▶ _DATA TO PROCESS_
● ● ● ● ●

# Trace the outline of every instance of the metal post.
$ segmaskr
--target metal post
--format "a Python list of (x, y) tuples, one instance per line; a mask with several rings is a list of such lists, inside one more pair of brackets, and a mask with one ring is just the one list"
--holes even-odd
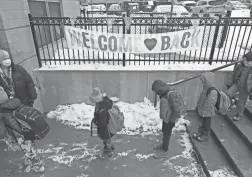
[[(228, 10), (227, 11), (227, 16), (226, 18), (230, 18), (231, 17), (231, 11)], [(222, 32), (222, 36), (221, 36), (221, 41), (220, 41), (220, 44), (219, 44), (219, 48), (222, 48), (223, 45), (224, 45), (224, 41), (226, 40), (227, 38), (227, 31), (228, 31), (228, 19), (225, 20), (225, 25), (224, 25), (224, 28), (223, 28), (223, 32)]]
[[(126, 17), (126, 14), (123, 13), (123, 34), (126, 34), (125, 17)], [(125, 53), (123, 53), (123, 67), (125, 66), (125, 59), (126, 59), (126, 55), (125, 55)]]
[(34, 28), (34, 22), (33, 22), (33, 19), (32, 19), (32, 15), (30, 13), (28, 14), (28, 18), (29, 18), (29, 21), (30, 21), (32, 37), (33, 37), (33, 41), (34, 41), (36, 55), (37, 55), (37, 58), (38, 58), (39, 68), (40, 68), (40, 67), (42, 67), (42, 63), (41, 63), (41, 58), (40, 58), (40, 55), (39, 55), (39, 47), (38, 47), (38, 43), (37, 43), (37, 39), (36, 39), (36, 31), (35, 31), (35, 28)]
[(172, 0), (172, 5), (171, 5), (171, 18), (172, 18), (172, 13), (173, 13), (173, 6), (174, 6), (174, 0)]
[(216, 24), (215, 31), (214, 31), (213, 43), (212, 43), (210, 58), (209, 58), (209, 62), (208, 62), (210, 65), (212, 65), (212, 63), (213, 63), (213, 56), (214, 56), (216, 42), (217, 42), (217, 38), (218, 38), (218, 34), (219, 34), (220, 22), (221, 22), (221, 15), (219, 15), (219, 20), (218, 20), (218, 23)]

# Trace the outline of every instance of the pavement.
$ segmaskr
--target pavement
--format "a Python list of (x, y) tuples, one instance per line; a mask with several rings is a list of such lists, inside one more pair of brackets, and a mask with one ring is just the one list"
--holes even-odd
[(170, 149), (162, 159), (155, 159), (153, 145), (160, 136), (116, 135), (113, 138), (113, 157), (100, 159), (98, 154), (103, 145), (90, 131), (76, 130), (54, 119), (48, 119), (50, 133), (36, 147), (46, 163), (43, 174), (24, 173), (20, 170), (22, 152), (6, 150), (0, 142), (1, 177), (176, 177), (204, 176), (195, 160), (182, 155), (182, 132), (172, 135)]

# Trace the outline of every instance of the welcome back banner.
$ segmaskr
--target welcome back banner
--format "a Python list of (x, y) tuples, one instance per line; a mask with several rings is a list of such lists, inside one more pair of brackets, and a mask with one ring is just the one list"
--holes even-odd
[(157, 34), (117, 34), (65, 26), (69, 49), (115, 53), (171, 53), (201, 47), (204, 27)]

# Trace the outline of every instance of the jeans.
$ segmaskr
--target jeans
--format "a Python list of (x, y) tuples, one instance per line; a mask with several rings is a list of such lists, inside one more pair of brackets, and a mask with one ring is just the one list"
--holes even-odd
[(211, 117), (201, 117), (202, 125), (198, 128), (198, 133), (209, 136), (211, 132)]
[(111, 149), (112, 149), (111, 138), (112, 138), (113, 136), (114, 136), (114, 134), (110, 133), (110, 138), (108, 138), (108, 139), (103, 139), (104, 148), (106, 148), (108, 151), (111, 151)]
[(162, 125), (162, 132), (163, 132), (163, 150), (168, 151), (170, 138), (172, 134), (172, 129), (175, 126), (175, 123), (169, 122), (168, 124), (163, 122)]
[(238, 84), (233, 84), (227, 90), (226, 93), (230, 98), (233, 98), (237, 92), (239, 92), (239, 100), (238, 100), (238, 103), (236, 106), (237, 107), (237, 116), (242, 117), (249, 94), (244, 87), (240, 87)]

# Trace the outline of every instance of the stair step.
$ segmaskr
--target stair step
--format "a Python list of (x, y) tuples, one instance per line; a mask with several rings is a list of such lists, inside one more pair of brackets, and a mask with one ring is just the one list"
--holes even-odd
[[(191, 122), (191, 124), (187, 126), (189, 133), (193, 134), (197, 132), (198, 127), (201, 124), (201, 119), (196, 112), (189, 111), (185, 119)], [(232, 173), (232, 167), (225, 157), (224, 152), (219, 148), (215, 138), (212, 135), (210, 136), (208, 142), (201, 143), (193, 140), (193, 144), (200, 154), (199, 156), (203, 159), (203, 162), (201, 163), (203, 164), (203, 169), (204, 166), (206, 166), (207, 170), (204, 170), (206, 175), (210, 174), (210, 176), (213, 176), (211, 173), (214, 173), (214, 171), (218, 171), (220, 169), (227, 169), (229, 172), (231, 172), (231, 174), (234, 174)]]
[(236, 166), (238, 176), (252, 176), (252, 150), (244, 143), (227, 120), (220, 115), (212, 119), (213, 134), (220, 140), (233, 166)]
[(226, 120), (234, 129), (236, 129), (243, 141), (252, 150), (252, 119), (247, 112), (244, 112), (244, 116), (240, 121), (233, 121), (233, 116), (235, 116), (235, 113), (235, 109), (229, 112), (227, 114)]

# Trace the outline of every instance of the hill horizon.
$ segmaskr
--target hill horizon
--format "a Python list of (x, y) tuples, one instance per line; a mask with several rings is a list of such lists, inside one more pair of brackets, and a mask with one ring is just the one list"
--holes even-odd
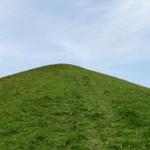
[(133, 81), (129, 81), (127, 79), (124, 79), (124, 78), (121, 78), (121, 77), (118, 77), (118, 76), (115, 76), (115, 75), (110, 75), (110, 74), (107, 74), (107, 73), (104, 73), (104, 72), (100, 72), (100, 71), (97, 71), (97, 70), (93, 70), (93, 69), (90, 69), (90, 68), (87, 68), (87, 67), (83, 67), (83, 66), (79, 66), (79, 65), (75, 65), (75, 64), (69, 64), (69, 63), (56, 63), (56, 64), (48, 64), (48, 65), (41, 65), (39, 67), (28, 68), (28, 69), (24, 69), (22, 71), (18, 71), (18, 72), (12, 73), (12, 74), (1, 76), (0, 79), (7, 78), (7, 77), (10, 77), (10, 76), (13, 76), (13, 75), (17, 75), (17, 74), (21, 74), (21, 73), (25, 73), (25, 72), (32, 71), (32, 70), (35, 70), (35, 69), (40, 69), (40, 68), (43, 68), (43, 67), (61, 66), (61, 65), (79, 67), (79, 68), (82, 68), (82, 69), (86, 69), (86, 70), (89, 70), (89, 71), (93, 71), (95, 73), (99, 73), (99, 74), (103, 74), (103, 75), (106, 75), (106, 76), (110, 76), (112, 78), (117, 78), (119, 80), (123, 80), (123, 81), (129, 82), (131, 84), (135, 84), (137, 86), (141, 86), (141, 87), (145, 87), (145, 88), (150, 89), (150, 87), (148, 87), (148, 86), (145, 86), (145, 85), (133, 82)]
[(0, 78), (1, 150), (148, 150), (150, 90), (74, 65)]

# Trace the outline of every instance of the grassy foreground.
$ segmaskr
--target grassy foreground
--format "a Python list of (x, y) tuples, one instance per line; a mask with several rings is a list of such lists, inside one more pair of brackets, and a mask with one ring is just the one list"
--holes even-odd
[(150, 89), (72, 65), (0, 79), (0, 150), (149, 150)]

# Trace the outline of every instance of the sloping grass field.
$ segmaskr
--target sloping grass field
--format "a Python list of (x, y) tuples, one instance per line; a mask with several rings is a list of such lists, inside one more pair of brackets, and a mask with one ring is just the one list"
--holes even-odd
[(150, 150), (150, 89), (63, 64), (1, 78), (0, 150)]

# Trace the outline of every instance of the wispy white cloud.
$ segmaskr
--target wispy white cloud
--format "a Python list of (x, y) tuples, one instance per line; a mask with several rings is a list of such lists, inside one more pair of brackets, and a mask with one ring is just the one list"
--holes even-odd
[(1, 0), (1, 74), (57, 62), (128, 70), (150, 60), (149, 14), (149, 0)]

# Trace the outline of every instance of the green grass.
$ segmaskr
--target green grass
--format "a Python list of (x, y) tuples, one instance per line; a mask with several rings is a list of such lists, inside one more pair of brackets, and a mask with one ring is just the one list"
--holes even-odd
[(0, 79), (0, 150), (149, 150), (150, 89), (72, 65)]

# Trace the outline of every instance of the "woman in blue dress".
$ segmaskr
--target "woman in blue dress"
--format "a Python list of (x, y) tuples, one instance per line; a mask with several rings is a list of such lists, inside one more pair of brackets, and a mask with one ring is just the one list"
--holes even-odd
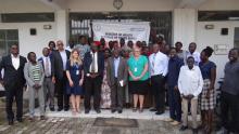
[(66, 76), (68, 79), (66, 93), (71, 95), (73, 115), (79, 113), (80, 96), (83, 92), (84, 70), (83, 61), (78, 50), (73, 50), (66, 63)]

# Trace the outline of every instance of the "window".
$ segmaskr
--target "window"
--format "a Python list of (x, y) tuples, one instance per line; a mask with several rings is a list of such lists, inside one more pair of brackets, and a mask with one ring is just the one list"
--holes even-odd
[(239, 21), (239, 11), (199, 11), (199, 22)]
[(239, 48), (239, 27), (235, 27), (234, 46)]
[(171, 12), (109, 12), (109, 13), (70, 13), (70, 36), (78, 42), (79, 35), (90, 35), (91, 22), (150, 22), (151, 35), (163, 35), (166, 42), (172, 42), (172, 13)]
[(2, 23), (54, 22), (54, 13), (1, 14)]
[(0, 58), (9, 54), (12, 44), (18, 44), (18, 30), (0, 29)]

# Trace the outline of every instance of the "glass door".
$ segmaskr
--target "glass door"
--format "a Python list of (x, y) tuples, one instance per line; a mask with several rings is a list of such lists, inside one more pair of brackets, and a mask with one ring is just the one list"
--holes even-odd
[(9, 54), (12, 44), (18, 44), (18, 30), (0, 29), (0, 59)]
[(234, 32), (234, 46), (239, 48), (239, 27), (235, 27)]

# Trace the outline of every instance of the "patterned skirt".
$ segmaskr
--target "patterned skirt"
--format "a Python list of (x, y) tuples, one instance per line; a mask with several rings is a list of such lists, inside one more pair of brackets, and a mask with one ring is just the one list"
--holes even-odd
[(199, 106), (201, 110), (213, 110), (215, 107), (215, 91), (210, 91), (210, 97), (206, 98), (206, 93), (210, 90), (211, 81), (209, 79), (203, 80), (202, 93), (199, 98)]

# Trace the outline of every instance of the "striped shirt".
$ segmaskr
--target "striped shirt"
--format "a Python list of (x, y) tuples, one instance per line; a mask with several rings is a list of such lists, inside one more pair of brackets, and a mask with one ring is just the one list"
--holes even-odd
[(40, 81), (40, 66), (38, 64), (32, 66), (32, 73), (34, 76), (34, 81)]

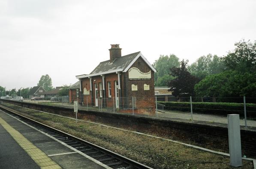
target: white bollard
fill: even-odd
[[[228,114],[229,145],[230,165],[242,166],[242,151],[239,114]]]

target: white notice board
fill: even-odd
[[[74,101],[74,112],[77,113],[78,110],[78,102],[77,101]]]

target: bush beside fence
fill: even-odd
[[[190,111],[190,102],[157,102],[166,106],[167,111]],[[205,114],[226,116],[229,114],[239,114],[244,117],[244,104],[222,102],[192,102],[193,112]],[[246,104],[246,114],[247,117],[256,118],[256,104]]]

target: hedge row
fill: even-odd
[[[157,102],[158,103],[166,106],[164,110],[176,110],[185,112],[190,111],[190,102]],[[159,109],[162,108],[159,106]],[[236,103],[211,103],[208,102],[192,102],[193,112],[226,115],[229,114],[239,114],[240,117],[244,117],[244,104]],[[256,118],[256,104],[246,104],[247,117]]]

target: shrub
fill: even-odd
[[[166,106],[166,110],[176,110],[184,112],[190,111],[190,102],[157,102]],[[238,114],[244,117],[244,104],[222,102],[192,102],[193,112],[226,116],[229,114]],[[246,104],[247,117],[256,117],[256,104]]]

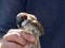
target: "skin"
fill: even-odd
[[[29,43],[35,42],[35,36],[25,33],[22,29],[11,29],[0,39],[0,48],[30,48]]]

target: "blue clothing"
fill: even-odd
[[[42,48],[65,48],[65,0],[0,0],[0,36],[16,29],[16,15],[37,16],[44,28]]]

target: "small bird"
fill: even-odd
[[[18,13],[16,16],[16,21],[20,29],[32,34],[36,37],[31,48],[41,48],[39,36],[44,34],[44,30],[37,17],[28,13]]]

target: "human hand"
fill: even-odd
[[[22,29],[11,29],[2,37],[0,48],[30,48],[29,43],[35,42],[35,36],[25,33]]]

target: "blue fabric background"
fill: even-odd
[[[42,48],[65,48],[65,0],[0,0],[0,36],[16,27],[16,15],[37,16],[44,28]]]

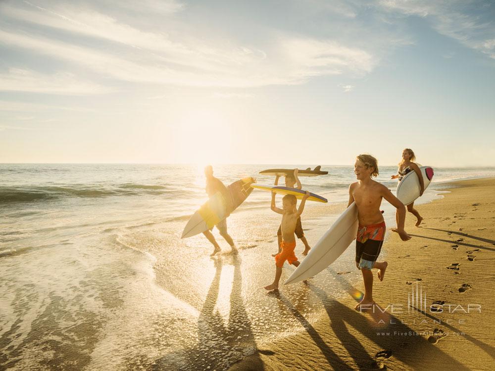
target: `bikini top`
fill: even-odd
[[[410,173],[412,171],[408,166],[406,166],[404,169],[400,171],[400,168],[399,167],[397,170],[397,172],[399,173],[399,182],[402,180],[402,178],[405,176],[408,173]]]

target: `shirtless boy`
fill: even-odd
[[[219,191],[222,193],[222,195],[223,196],[227,205],[229,204],[229,203],[232,202],[230,192],[229,191],[228,189],[222,183],[221,181],[213,176],[213,169],[211,165],[209,165],[204,168],[204,176],[206,178],[206,191],[208,197],[211,197],[217,192]],[[228,206],[227,207],[228,207]],[[225,219],[217,223],[215,227],[216,227],[217,229],[220,232],[220,235],[230,245],[232,252],[234,254],[237,254],[238,250],[236,248],[235,245],[234,244],[234,241],[232,240],[232,237],[230,236],[230,235],[227,232],[227,218],[226,217]],[[221,251],[220,246],[218,245],[216,240],[215,239],[215,236],[211,233],[211,231],[213,227],[211,228],[211,229],[203,232],[204,236],[208,239],[208,241],[211,242],[211,244],[213,245],[213,247],[214,247],[213,252],[210,255],[210,256],[213,256],[217,253],[220,252]]]
[[[294,232],[297,220],[302,214],[304,209],[304,204],[306,199],[309,196],[309,192],[306,191],[306,194],[302,197],[299,208],[296,210],[297,199],[296,196],[292,194],[286,194],[282,198],[282,208],[279,209],[275,206],[275,194],[272,192],[271,209],[276,213],[281,214],[282,223],[280,229],[282,230],[282,242],[279,245],[279,253],[275,255],[275,278],[273,283],[265,288],[268,291],[278,290],[279,281],[282,276],[282,267],[284,263],[287,260],[289,264],[293,264],[298,267],[299,261],[294,254],[294,249],[296,248],[296,237]]]
[[[299,174],[299,169],[295,169],[293,174],[289,174],[285,176],[285,186],[286,187],[296,188],[297,189],[300,189],[302,188],[301,182],[297,177],[298,174]],[[275,186],[278,185],[279,178],[280,176],[278,175],[275,178]],[[297,186],[296,184],[297,184]],[[300,217],[297,219],[297,223],[296,225],[295,232],[296,235],[304,244],[304,251],[302,252],[302,255],[307,255],[308,253],[309,252],[309,250],[311,250],[311,247],[309,246],[309,244],[308,243],[307,240],[306,239],[306,237],[304,236],[304,232],[302,230],[302,225],[301,224]],[[278,240],[278,245],[280,246],[280,244],[282,243],[282,230],[280,227],[279,227],[278,231],[277,231],[277,239]],[[275,256],[275,255],[272,255],[272,256]]]
[[[355,309],[369,309],[375,304],[373,298],[373,273],[378,269],[378,277],[383,280],[387,262],[377,262],[385,234],[385,223],[380,210],[385,198],[397,209],[396,232],[403,241],[411,237],[404,230],[405,207],[385,186],[371,179],[378,175],[378,164],[375,157],[361,154],[356,157],[354,172],[357,182],[349,186],[348,207],[353,202],[357,206],[359,228],[356,239],[356,265],[361,270],[364,281],[364,296]]]

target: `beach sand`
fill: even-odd
[[[444,198],[417,207],[421,228],[407,214],[412,239],[392,233],[386,241],[383,282],[374,271],[380,308],[354,310],[364,286],[353,286],[345,275],[339,283],[349,295],[339,300],[310,280],[328,314],[311,325],[282,286],[268,294],[273,305],[287,306],[306,331],[260,345],[230,370],[493,369],[495,180],[453,182],[445,190]]]

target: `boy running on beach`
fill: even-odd
[[[353,202],[357,206],[359,227],[356,238],[356,265],[361,270],[364,281],[364,297],[355,306],[355,309],[364,308],[361,306],[372,306],[373,299],[373,273],[371,269],[378,269],[378,278],[383,280],[387,269],[387,262],[376,261],[380,254],[385,234],[385,223],[380,210],[382,199],[385,198],[397,209],[397,222],[396,232],[403,241],[411,237],[404,230],[405,207],[385,186],[374,181],[371,177],[378,175],[378,164],[375,157],[361,154],[356,157],[354,172],[357,182],[349,186],[349,203]]]
[[[271,209],[276,213],[282,215],[282,223],[280,224],[282,242],[279,245],[278,254],[275,255],[276,267],[275,279],[271,285],[265,286],[265,288],[269,291],[278,289],[279,281],[282,276],[282,267],[284,266],[284,263],[286,260],[289,262],[289,264],[293,264],[296,267],[299,266],[299,261],[294,254],[294,249],[296,248],[294,232],[297,220],[304,209],[306,199],[309,196],[309,192],[306,191],[299,205],[299,209],[296,210],[297,202],[296,196],[286,194],[282,198],[283,208],[279,209],[275,206],[275,193],[272,192]]]
[[[229,205],[232,203],[230,192],[229,191],[228,189],[222,183],[221,180],[213,176],[213,168],[211,165],[209,165],[204,168],[204,176],[206,178],[206,191],[208,196],[211,197],[217,192],[220,192],[227,204],[227,208],[230,208]],[[228,217],[228,215],[227,216]],[[232,252],[234,254],[237,254],[238,250],[236,248],[235,245],[234,244],[234,241],[232,240],[232,237],[230,236],[230,235],[227,232],[227,217],[226,217],[225,219],[217,223],[215,227],[216,227],[217,229],[220,232],[220,235],[230,245]],[[217,253],[220,252],[221,251],[220,246],[217,243],[216,240],[215,239],[215,236],[211,233],[211,231],[213,227],[211,227],[211,229],[203,232],[203,234],[205,237],[208,239],[208,241],[211,242],[211,244],[215,248],[213,252],[210,256],[213,256]]]
[[[297,189],[300,189],[302,188],[301,182],[297,177],[298,174],[299,174],[299,169],[295,169],[293,174],[289,174],[285,176],[285,186],[286,187],[296,188]],[[275,177],[275,186],[278,185],[279,178],[280,177],[279,175],[277,175]],[[297,186],[296,186],[296,183],[297,183]],[[304,232],[302,230],[302,226],[301,225],[300,218],[297,219],[297,224],[296,225],[296,235],[304,244],[304,251],[302,252],[302,255],[307,255],[311,249],[311,246],[309,246],[307,240],[306,239],[306,237],[304,236]],[[278,240],[278,245],[280,246],[280,244],[282,243],[282,230],[280,227],[279,227],[278,231],[277,231],[277,238]],[[273,255],[272,256],[275,256],[277,254]]]

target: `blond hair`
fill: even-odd
[[[370,154],[360,154],[356,156],[356,158],[364,164],[367,168],[373,168],[373,172],[371,173],[372,177],[378,176],[378,160]]]
[[[414,162],[415,161],[416,161],[416,155],[414,154],[414,151],[413,151],[410,148],[404,148],[404,150],[407,151],[407,152],[409,152],[409,160],[411,161],[411,162]],[[402,166],[403,163],[404,163],[404,159],[403,158],[402,160],[400,160],[400,162],[399,163],[399,167]]]
[[[297,203],[297,199],[294,194],[286,194],[282,198],[283,201],[287,200],[293,205],[296,205]]]

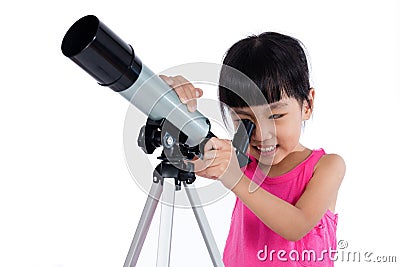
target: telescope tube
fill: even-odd
[[[208,135],[208,119],[197,110],[189,112],[176,92],[140,61],[132,46],[96,16],[76,21],[65,34],[61,50],[100,85],[118,92],[150,119],[167,119],[188,137],[188,146],[200,144]]]

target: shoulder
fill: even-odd
[[[325,154],[314,167],[314,174],[324,174],[343,179],[346,172],[346,163],[338,154]]]

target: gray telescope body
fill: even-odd
[[[63,54],[78,64],[102,86],[110,87],[152,120],[166,119],[182,131],[186,144],[196,146],[210,131],[208,119],[189,112],[177,94],[93,15],[76,21],[62,41]]]

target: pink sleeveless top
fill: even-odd
[[[257,161],[247,165],[245,174],[261,181],[260,186],[294,205],[310,181],[314,166],[325,155],[323,149],[286,174],[265,177]],[[261,178],[261,179],[260,179]],[[333,266],[336,251],[337,214],[327,211],[302,239],[288,241],[268,228],[237,198],[223,261],[226,267]]]

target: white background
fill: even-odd
[[[299,38],[316,88],[303,142],[347,163],[338,240],[347,251],[397,256],[398,266],[399,1],[39,0],[8,1],[0,13],[0,266],[122,266],[136,229],[146,195],[124,159],[128,102],[60,51],[86,14],[154,72],[221,63],[250,34]],[[221,251],[233,201],[206,207]],[[156,214],[138,266],[154,265],[157,224]],[[172,246],[171,266],[211,266],[188,210],[176,212]],[[365,264],[336,266],[396,266]]]

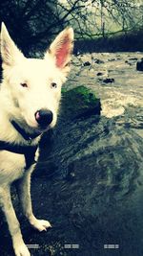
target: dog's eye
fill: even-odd
[[[56,84],[56,82],[51,82],[51,88],[57,88],[57,84]]]
[[[22,87],[28,87],[28,84],[27,84],[26,82],[21,82],[20,85],[21,85]]]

● ● ● ● ●

Quote exactly, and nothing besides, the lines from the one with "target: shoulder" through the end of the records above; include both ends and omit the pictures.

target: shoulder
fill: even-odd
[[[325,154],[314,167],[314,174],[324,174],[343,179],[346,172],[346,163],[338,154]]]

target: gray telescope body
fill: even-odd
[[[63,54],[78,64],[102,86],[110,87],[152,120],[166,119],[182,131],[186,144],[196,146],[210,131],[208,119],[189,112],[177,94],[93,15],[76,21],[62,41]]]

target: pink sleeveless top
fill: even-odd
[[[257,161],[247,165],[245,174],[261,181],[260,186],[294,205],[310,181],[314,166],[325,155],[323,149],[286,174],[265,177]],[[261,178],[261,179],[260,179]],[[333,266],[336,251],[337,214],[327,211],[302,239],[288,241],[268,228],[237,198],[223,261],[226,267]]]

target: white background
fill: even-odd
[[[299,38],[316,88],[303,142],[347,163],[338,240],[347,251],[397,256],[398,266],[399,1],[39,0],[8,1],[0,13],[0,266],[122,266],[136,229],[146,195],[124,159],[128,102],[60,51],[86,14],[154,72],[221,63],[250,34]],[[221,251],[233,201],[206,207]],[[156,214],[138,266],[154,265],[157,224]],[[172,246],[171,266],[211,266],[188,210],[176,212]],[[365,264],[336,266],[396,266]]]

target: dog's eye
fill: even-odd
[[[56,84],[56,82],[51,82],[51,88],[57,88],[57,84]]]
[[[22,87],[28,87],[28,84],[27,84],[26,82],[21,82],[20,85],[21,85]]]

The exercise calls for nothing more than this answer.